Some lines:
______________________________

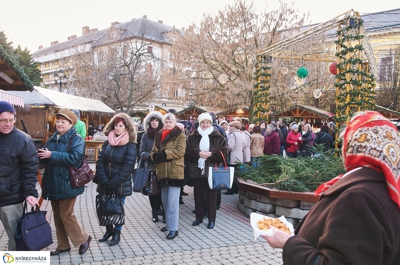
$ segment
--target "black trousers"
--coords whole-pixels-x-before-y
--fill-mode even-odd
[[[204,208],[207,208],[208,213],[208,222],[215,222],[216,216],[216,190],[208,187],[207,178],[194,178],[193,193],[194,195],[194,210],[196,219],[202,220],[204,215]],[[204,206],[204,192],[206,191],[207,206]]]

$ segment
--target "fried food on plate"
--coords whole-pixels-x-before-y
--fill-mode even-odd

______________________________

WORK TO DO: Write out all of the lines above again, requests included, shifting every polygon coordinate in the answers up by 118. Leave the pictures out.

WRITTEN ANSWER:
$ segment
--target "black trousers"
--coords whole-pixels-x-before-y
--fill-mode even-odd
[[[322,326],[325,326],[326,331],[326,340],[333,340],[334,334],[334,308],[326,305],[325,296],[312,296],[311,311],[312,313],[312,328],[314,337],[320,338],[322,333]],[[322,324],[322,310],[324,309],[325,324]]]

$ segment
--target "fried food on plate"
--coords whole-pixels-x-before-y
--fill-mode even-odd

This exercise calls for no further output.